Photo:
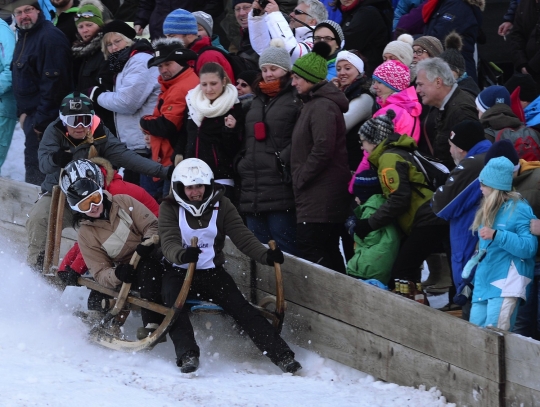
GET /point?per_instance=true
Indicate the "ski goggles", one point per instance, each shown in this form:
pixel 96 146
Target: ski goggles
pixel 85 205
pixel 77 120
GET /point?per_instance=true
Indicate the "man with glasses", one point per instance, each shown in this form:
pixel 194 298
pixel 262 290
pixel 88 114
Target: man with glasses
pixel 297 34
pixel 76 133
pixel 42 76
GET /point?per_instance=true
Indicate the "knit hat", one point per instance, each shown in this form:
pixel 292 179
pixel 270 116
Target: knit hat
pixel 353 59
pixel 90 10
pixel 503 148
pixel 205 20
pixel 180 21
pixel 237 2
pixel 497 174
pixel 393 74
pixel 276 54
pixel 452 55
pixel 467 134
pixel 491 96
pixel 401 48
pixel 313 66
pixel 431 44
pixel 366 184
pixel 336 30
pixel 170 49
pixel 377 129
pixel 249 76
pixel 118 26
pixel 528 89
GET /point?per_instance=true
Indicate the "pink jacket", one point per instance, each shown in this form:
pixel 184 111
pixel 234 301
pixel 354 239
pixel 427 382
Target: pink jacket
pixel 407 120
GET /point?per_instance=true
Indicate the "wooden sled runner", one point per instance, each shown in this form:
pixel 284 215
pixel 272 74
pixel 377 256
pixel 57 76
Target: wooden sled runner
pixel 104 333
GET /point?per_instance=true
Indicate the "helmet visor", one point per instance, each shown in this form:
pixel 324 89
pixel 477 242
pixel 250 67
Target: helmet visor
pixel 85 205
pixel 77 120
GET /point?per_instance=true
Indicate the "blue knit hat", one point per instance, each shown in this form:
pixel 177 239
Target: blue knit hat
pixel 180 21
pixel 491 96
pixel 497 174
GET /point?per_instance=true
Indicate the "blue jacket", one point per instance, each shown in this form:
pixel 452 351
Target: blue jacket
pixel 457 201
pixel 508 266
pixel 42 72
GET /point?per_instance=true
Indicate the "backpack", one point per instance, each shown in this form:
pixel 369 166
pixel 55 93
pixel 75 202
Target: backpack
pixel 238 64
pixel 525 139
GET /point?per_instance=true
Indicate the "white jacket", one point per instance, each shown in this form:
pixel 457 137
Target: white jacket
pixel 264 28
pixel 135 95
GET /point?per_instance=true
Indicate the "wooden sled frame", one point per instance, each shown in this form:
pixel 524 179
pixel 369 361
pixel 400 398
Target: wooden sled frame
pixel 100 334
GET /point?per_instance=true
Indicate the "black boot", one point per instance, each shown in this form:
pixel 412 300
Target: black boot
pixel 189 362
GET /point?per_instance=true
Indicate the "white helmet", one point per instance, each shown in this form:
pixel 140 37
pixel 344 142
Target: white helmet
pixel 192 171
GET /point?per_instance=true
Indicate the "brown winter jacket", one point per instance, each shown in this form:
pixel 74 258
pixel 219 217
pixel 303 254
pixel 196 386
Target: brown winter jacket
pixel 319 162
pixel 229 223
pixel 106 243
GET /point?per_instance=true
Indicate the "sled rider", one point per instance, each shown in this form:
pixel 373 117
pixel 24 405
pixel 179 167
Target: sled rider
pixel 198 208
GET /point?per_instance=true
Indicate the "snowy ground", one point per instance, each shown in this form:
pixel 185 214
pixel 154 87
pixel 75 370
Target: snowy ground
pixel 45 359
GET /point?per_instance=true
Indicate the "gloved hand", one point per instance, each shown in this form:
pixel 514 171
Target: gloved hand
pixel 62 158
pixel 125 273
pixel 274 256
pixel 145 251
pixel 362 228
pixel 68 276
pixel 191 255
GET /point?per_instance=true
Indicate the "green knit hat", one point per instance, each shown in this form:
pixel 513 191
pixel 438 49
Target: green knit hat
pixel 313 67
pixel 90 10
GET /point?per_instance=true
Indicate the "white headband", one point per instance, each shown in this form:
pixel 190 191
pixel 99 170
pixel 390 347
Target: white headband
pixel 352 58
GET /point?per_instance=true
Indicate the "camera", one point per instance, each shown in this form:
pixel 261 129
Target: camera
pixel 75 104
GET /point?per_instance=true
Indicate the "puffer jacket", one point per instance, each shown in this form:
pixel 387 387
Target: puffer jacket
pixel 229 223
pixel 319 157
pixel 107 145
pixel 135 95
pixel 404 186
pixel 261 186
pixel 101 253
pixel 508 265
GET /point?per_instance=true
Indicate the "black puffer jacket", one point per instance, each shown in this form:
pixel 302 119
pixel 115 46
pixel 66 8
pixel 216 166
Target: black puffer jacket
pixel 262 189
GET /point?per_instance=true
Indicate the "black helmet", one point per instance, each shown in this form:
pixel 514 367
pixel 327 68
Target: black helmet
pixel 79 179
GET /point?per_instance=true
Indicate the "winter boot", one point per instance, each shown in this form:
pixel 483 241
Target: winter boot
pixel 144 332
pixel 189 362
pixel 288 364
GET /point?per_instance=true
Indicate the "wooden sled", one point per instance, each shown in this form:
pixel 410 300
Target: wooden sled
pixel 117 309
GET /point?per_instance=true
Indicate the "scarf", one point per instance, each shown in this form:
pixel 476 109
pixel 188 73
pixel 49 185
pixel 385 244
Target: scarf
pixel 271 88
pixel 117 60
pixel 200 106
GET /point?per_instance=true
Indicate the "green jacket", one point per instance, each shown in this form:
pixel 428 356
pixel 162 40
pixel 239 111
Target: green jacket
pixel 375 254
pixel 408 197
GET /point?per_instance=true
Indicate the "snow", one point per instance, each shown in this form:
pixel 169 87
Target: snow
pixel 46 359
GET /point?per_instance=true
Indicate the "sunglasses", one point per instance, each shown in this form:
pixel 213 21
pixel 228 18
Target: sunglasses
pixel 85 205
pixel 77 120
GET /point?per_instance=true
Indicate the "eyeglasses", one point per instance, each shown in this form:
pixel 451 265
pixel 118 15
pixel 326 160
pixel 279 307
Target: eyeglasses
pixel 26 11
pixel 300 12
pixel 325 39
pixel 245 8
pixel 77 120
pixel 85 14
pixel 85 205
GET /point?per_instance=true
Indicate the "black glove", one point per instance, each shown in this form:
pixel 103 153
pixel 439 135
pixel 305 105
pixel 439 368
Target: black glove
pixel 191 255
pixel 274 256
pixel 125 273
pixel 62 158
pixel 68 276
pixel 144 251
pixel 362 228
pixel 170 171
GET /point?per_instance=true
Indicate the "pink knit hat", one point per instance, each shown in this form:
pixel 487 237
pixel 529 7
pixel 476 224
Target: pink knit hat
pixel 393 74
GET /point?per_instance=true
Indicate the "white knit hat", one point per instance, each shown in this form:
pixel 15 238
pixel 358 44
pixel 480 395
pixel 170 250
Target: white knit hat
pixel 401 48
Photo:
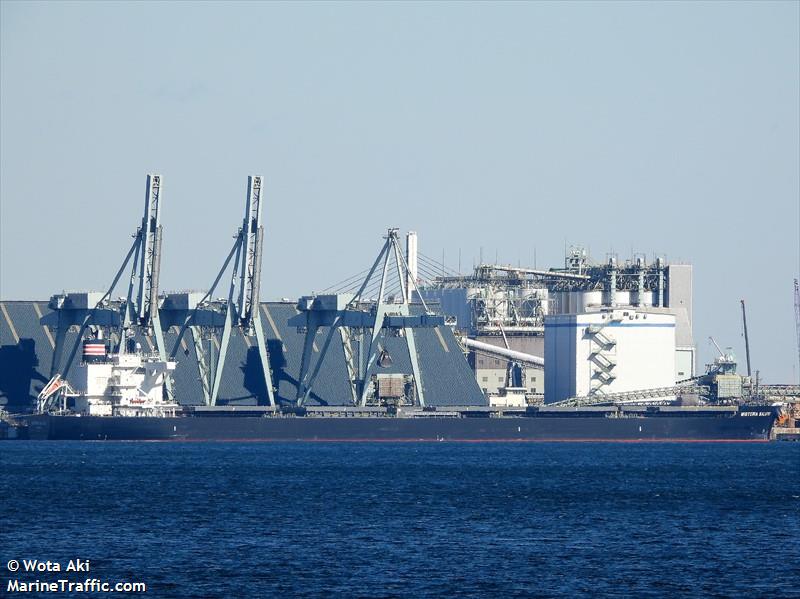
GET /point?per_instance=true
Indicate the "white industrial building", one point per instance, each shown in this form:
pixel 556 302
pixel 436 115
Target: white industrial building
pixel 608 351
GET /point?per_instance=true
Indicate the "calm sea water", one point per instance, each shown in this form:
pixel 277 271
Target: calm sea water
pixel 416 520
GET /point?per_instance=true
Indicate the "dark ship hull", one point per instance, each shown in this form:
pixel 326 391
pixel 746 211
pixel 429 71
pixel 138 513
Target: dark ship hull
pixel 745 423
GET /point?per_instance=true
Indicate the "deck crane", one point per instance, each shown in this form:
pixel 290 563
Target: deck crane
pixel 139 310
pixel 241 308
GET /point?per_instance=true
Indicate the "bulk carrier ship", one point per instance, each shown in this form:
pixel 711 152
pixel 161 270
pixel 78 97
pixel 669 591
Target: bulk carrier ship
pixel 124 400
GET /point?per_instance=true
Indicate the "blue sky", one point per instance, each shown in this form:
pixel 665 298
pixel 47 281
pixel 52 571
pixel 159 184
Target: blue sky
pixel 660 128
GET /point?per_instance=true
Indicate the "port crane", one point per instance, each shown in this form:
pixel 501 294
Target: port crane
pixel 138 312
pixel 797 319
pixel 240 310
pixel 359 320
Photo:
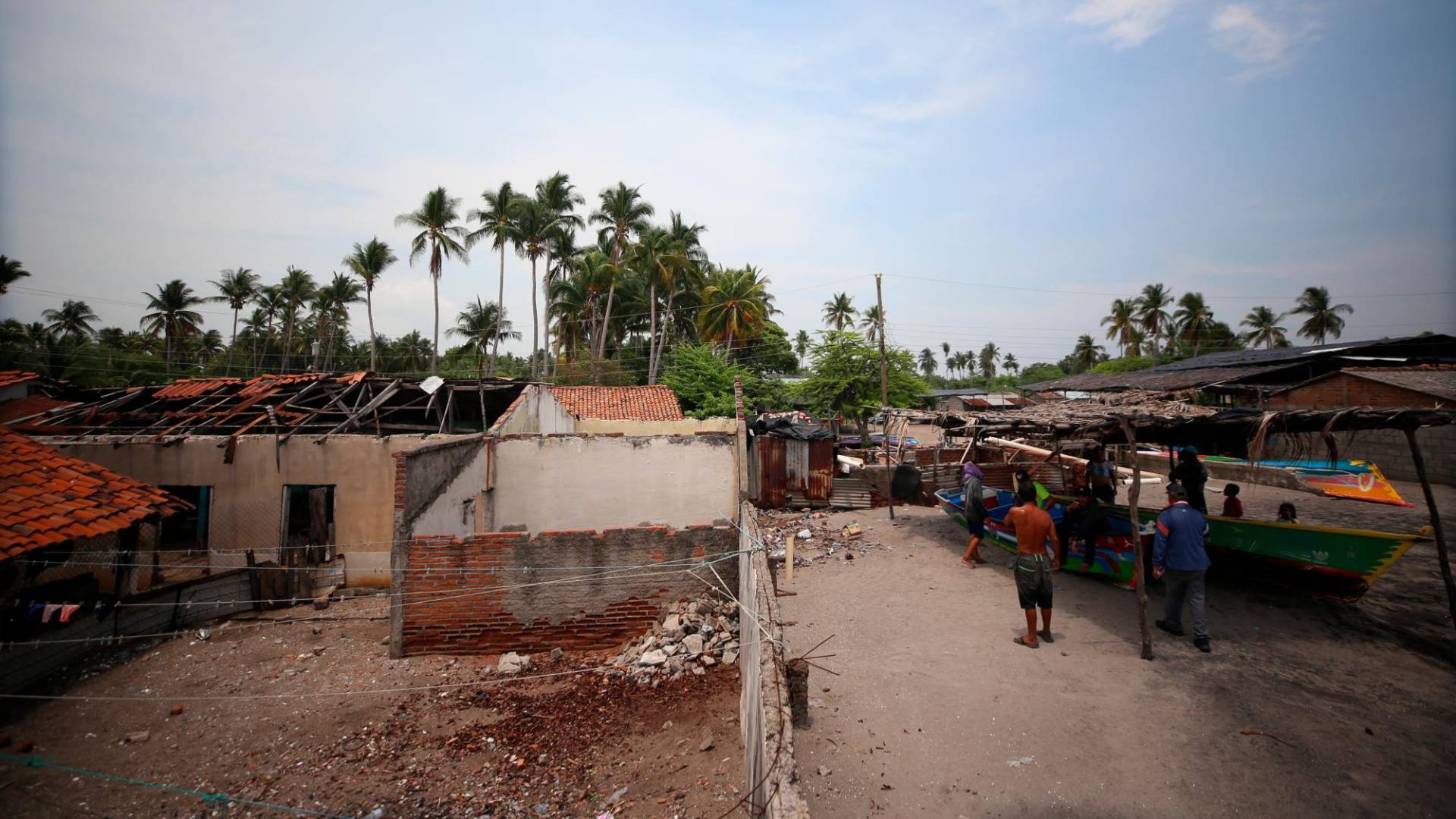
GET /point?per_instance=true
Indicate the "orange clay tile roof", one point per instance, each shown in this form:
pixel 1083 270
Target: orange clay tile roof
pixel 17 376
pixel 30 406
pixel 47 497
pixel 619 403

What you have to do:
In the records above, the line with "pixel 410 300" marks the start and the line with "pixel 239 111" marks the end; copy that stretch exactly, both lines included, and nothing else.

Response:
pixel 410 300
Target: wooden sled
pixel 117 309
GET /point?per_instance=true
Indicate the "scarf", one point per instance, each shown in this form:
pixel 476 109
pixel 188 73
pixel 49 185
pixel 385 244
Target: scarf
pixel 271 88
pixel 117 60
pixel 200 106
GET /point?per_instance=true
Indicate the "green jacket", one point per instance, each shown in this form:
pixel 428 356
pixel 162 40
pixel 239 111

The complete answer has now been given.